_Problem to solve:_ Starting at the line that contains "Would you be able to mark the stone pedestal", repeat each line exactly until the records end, keeping both the first and the last.

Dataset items
*****

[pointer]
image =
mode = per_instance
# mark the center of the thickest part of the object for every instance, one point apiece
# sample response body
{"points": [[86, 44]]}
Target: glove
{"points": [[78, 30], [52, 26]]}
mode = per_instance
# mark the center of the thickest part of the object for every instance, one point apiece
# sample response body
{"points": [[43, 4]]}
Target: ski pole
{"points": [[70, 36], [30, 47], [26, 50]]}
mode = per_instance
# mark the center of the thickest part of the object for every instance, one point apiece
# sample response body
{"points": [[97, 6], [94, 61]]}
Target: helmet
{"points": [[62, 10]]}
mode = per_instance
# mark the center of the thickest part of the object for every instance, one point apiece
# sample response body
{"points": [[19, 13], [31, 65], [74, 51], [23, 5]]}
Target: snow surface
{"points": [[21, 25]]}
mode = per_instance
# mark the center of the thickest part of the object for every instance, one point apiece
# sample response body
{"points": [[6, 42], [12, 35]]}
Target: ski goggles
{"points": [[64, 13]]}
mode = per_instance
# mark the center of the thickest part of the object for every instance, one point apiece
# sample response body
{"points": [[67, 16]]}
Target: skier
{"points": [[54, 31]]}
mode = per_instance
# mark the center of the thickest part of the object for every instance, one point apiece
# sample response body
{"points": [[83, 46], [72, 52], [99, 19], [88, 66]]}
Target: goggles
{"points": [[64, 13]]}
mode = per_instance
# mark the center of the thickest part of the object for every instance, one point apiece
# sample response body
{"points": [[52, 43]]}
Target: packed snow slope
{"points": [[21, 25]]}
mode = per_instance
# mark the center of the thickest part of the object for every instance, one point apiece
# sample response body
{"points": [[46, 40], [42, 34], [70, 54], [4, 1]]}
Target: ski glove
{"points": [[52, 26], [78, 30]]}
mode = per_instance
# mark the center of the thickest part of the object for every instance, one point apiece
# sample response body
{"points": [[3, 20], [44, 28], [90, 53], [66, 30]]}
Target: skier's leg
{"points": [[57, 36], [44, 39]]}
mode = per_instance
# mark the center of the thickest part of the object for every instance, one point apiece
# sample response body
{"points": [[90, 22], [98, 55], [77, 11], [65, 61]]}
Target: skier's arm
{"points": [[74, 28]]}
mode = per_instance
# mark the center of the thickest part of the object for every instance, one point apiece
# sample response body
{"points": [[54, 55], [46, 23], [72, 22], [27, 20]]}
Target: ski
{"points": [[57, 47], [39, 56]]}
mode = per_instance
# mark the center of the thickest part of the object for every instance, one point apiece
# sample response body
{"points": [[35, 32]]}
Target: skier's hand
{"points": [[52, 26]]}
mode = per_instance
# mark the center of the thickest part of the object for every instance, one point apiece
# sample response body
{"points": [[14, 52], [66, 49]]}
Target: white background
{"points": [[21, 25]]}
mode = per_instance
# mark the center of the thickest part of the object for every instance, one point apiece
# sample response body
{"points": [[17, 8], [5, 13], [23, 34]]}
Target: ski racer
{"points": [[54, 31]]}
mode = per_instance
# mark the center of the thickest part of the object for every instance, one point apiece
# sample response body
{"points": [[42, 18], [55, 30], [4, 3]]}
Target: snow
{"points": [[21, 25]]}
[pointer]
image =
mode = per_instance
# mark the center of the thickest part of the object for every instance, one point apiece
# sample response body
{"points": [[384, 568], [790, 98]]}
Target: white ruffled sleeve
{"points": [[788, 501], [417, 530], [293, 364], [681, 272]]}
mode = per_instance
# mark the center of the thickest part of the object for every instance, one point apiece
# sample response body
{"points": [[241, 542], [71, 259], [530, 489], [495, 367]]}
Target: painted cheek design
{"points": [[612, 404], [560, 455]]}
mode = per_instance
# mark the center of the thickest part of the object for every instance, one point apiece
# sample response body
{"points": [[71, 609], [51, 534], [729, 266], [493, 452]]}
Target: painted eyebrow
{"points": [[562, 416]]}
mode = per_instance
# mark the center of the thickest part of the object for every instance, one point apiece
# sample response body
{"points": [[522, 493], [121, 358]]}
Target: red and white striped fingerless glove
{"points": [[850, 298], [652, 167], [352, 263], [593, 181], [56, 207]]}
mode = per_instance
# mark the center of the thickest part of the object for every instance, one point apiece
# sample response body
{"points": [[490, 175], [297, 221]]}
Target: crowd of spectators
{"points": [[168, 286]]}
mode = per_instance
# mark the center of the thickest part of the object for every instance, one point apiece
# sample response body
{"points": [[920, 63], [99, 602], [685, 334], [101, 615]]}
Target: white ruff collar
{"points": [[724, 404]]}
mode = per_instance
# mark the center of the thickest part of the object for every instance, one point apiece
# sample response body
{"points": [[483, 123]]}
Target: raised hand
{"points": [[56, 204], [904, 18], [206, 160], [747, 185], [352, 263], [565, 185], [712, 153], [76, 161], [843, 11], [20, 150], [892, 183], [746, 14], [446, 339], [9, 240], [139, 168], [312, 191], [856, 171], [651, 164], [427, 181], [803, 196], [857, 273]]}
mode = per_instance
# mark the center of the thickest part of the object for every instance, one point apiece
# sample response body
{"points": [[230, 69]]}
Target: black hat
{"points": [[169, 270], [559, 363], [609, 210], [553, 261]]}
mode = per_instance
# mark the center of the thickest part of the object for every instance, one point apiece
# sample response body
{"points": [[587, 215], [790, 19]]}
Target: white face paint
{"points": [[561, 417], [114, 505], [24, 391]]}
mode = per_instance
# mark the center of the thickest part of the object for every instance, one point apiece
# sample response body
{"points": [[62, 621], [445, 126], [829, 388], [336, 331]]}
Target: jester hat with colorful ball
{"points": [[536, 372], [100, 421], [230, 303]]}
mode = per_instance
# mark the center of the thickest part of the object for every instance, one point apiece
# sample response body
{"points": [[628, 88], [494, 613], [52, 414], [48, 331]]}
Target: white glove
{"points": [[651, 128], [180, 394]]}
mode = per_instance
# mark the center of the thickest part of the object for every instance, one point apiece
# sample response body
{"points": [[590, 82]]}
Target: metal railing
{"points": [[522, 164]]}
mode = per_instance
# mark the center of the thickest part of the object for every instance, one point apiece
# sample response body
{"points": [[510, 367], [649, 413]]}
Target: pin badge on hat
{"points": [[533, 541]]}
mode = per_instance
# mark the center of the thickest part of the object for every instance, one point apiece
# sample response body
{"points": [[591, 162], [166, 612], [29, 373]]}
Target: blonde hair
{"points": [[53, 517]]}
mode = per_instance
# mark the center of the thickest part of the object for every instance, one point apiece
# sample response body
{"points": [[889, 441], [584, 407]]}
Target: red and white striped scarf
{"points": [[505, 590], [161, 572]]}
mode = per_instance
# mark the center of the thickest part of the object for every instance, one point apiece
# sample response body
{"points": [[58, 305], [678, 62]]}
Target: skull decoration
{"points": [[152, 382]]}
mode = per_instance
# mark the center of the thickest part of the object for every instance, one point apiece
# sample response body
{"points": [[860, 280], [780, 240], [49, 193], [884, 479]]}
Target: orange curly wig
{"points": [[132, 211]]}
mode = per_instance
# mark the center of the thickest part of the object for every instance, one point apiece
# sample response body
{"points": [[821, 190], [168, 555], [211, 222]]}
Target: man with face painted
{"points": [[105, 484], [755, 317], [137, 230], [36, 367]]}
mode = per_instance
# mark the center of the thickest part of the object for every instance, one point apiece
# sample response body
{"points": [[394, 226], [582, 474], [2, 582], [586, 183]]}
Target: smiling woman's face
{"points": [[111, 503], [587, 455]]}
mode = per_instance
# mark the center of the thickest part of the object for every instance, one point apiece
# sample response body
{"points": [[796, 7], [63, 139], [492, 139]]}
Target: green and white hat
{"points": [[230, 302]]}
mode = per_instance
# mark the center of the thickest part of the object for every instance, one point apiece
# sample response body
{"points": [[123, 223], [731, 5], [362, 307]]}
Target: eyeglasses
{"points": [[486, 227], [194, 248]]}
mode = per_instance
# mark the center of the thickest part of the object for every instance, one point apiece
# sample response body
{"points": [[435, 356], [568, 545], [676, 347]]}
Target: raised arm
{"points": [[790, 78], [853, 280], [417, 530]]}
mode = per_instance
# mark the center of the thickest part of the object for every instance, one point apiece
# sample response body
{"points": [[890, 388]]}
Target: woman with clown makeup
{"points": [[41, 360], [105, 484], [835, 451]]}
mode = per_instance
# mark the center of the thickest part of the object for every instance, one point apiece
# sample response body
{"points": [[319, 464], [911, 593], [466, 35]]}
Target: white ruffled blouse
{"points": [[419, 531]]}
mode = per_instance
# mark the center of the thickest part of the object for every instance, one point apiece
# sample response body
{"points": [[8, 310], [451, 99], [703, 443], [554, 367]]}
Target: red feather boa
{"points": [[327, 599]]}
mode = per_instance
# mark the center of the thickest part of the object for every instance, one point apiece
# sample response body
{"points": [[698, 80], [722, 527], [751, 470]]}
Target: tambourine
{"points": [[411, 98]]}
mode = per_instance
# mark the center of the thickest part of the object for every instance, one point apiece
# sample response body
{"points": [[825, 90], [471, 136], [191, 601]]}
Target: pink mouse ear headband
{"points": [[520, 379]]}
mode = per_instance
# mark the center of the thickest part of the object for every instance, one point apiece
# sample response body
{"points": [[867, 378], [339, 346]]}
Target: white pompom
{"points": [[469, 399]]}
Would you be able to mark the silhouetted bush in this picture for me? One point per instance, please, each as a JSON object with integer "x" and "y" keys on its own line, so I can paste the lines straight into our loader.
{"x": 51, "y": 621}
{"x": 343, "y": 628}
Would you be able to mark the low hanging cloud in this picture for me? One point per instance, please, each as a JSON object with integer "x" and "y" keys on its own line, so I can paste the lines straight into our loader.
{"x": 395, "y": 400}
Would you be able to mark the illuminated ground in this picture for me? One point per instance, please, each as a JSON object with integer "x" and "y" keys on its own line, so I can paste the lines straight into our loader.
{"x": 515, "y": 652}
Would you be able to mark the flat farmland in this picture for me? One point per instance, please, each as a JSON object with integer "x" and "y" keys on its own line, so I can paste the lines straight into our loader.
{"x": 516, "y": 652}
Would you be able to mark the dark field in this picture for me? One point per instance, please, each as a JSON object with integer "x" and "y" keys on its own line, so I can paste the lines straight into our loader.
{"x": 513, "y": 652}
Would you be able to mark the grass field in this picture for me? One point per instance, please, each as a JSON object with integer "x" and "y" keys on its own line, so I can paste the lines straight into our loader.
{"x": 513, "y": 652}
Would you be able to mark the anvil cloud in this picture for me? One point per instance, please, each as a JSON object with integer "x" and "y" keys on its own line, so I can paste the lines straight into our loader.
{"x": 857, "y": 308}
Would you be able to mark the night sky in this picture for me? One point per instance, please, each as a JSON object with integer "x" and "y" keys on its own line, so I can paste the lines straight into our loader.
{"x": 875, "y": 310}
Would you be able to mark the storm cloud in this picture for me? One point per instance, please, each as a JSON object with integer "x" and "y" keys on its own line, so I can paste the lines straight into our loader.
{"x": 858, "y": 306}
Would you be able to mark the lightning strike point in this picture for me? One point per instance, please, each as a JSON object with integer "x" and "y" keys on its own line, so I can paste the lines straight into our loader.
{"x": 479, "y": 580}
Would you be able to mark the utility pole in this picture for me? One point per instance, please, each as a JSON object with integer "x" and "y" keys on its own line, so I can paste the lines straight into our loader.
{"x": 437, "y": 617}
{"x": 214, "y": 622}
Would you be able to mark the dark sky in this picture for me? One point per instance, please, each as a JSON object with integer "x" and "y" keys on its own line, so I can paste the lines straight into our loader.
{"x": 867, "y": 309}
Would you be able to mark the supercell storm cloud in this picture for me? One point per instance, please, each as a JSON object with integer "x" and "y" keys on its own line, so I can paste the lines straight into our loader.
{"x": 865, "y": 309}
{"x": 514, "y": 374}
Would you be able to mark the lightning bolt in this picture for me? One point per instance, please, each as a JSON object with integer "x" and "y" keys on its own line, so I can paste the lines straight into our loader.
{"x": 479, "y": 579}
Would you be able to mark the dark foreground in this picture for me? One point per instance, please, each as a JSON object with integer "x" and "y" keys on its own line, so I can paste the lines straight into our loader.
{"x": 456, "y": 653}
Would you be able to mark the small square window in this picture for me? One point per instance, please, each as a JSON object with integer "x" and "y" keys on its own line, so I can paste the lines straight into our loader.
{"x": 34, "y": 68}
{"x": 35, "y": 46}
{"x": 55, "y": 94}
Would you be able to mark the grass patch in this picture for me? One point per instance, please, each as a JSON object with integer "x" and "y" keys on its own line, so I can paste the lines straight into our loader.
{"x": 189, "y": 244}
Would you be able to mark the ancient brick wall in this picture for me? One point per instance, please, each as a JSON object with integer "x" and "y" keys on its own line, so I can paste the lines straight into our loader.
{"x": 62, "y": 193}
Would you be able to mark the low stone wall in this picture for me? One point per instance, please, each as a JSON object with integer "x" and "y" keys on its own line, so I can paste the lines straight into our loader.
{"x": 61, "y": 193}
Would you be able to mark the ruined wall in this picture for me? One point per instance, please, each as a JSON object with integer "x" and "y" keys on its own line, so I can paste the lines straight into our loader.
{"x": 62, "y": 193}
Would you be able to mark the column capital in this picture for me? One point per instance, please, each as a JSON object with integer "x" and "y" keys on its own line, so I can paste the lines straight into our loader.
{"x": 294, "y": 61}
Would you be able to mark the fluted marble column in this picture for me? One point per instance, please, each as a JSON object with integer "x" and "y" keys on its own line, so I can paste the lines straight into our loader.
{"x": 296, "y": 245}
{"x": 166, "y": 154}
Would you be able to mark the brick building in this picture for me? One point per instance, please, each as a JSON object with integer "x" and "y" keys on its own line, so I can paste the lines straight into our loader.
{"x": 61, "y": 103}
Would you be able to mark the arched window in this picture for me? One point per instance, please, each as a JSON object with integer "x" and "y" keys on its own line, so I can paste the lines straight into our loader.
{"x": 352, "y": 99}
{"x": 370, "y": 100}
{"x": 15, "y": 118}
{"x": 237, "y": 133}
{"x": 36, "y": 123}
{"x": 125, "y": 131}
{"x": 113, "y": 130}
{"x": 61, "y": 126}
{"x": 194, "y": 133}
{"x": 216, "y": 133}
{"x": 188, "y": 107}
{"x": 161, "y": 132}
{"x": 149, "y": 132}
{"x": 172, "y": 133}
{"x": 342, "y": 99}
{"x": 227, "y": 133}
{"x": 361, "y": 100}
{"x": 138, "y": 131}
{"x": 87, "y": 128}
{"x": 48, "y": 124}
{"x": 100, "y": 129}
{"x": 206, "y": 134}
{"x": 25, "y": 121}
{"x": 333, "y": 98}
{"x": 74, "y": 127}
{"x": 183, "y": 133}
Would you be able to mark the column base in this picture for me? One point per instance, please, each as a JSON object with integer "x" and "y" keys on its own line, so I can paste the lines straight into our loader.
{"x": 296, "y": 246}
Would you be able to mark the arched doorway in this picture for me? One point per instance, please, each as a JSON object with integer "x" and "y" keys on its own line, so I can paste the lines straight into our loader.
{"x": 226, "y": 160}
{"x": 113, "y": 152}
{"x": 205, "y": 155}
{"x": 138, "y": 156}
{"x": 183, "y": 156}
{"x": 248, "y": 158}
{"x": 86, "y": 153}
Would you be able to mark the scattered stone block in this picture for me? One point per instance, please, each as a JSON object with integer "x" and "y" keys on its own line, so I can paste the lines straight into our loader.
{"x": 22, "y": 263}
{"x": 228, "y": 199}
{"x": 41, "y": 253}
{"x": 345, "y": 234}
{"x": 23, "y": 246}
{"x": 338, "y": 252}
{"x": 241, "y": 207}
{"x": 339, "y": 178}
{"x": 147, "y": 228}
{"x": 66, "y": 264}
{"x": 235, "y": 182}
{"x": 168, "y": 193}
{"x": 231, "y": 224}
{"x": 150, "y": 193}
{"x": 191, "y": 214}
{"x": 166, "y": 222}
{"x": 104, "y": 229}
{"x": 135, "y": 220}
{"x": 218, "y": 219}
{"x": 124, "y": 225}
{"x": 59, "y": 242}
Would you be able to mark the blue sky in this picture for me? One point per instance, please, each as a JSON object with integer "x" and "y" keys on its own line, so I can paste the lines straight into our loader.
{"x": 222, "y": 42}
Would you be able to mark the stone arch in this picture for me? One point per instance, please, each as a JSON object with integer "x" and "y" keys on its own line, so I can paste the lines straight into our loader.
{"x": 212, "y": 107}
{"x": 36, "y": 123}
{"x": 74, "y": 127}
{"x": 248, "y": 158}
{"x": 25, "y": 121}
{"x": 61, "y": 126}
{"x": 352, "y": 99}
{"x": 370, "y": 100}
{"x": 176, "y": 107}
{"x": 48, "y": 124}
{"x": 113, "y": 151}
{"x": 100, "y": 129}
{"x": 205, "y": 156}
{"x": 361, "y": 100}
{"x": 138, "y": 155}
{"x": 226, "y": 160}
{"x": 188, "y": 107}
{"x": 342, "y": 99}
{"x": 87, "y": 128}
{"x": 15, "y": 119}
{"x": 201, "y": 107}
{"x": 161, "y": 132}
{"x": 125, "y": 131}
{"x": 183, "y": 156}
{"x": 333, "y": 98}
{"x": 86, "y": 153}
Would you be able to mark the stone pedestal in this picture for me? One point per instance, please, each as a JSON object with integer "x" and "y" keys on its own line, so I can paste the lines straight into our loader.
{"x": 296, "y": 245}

*****

_Task solution:_
Would you be able to mark the stone pedestal in this picture for me? One point per instance, please, each as a JSON object with integer "x" and "y" keys on its own line, so I can paste the lines straight into our loader.
{"x": 296, "y": 245}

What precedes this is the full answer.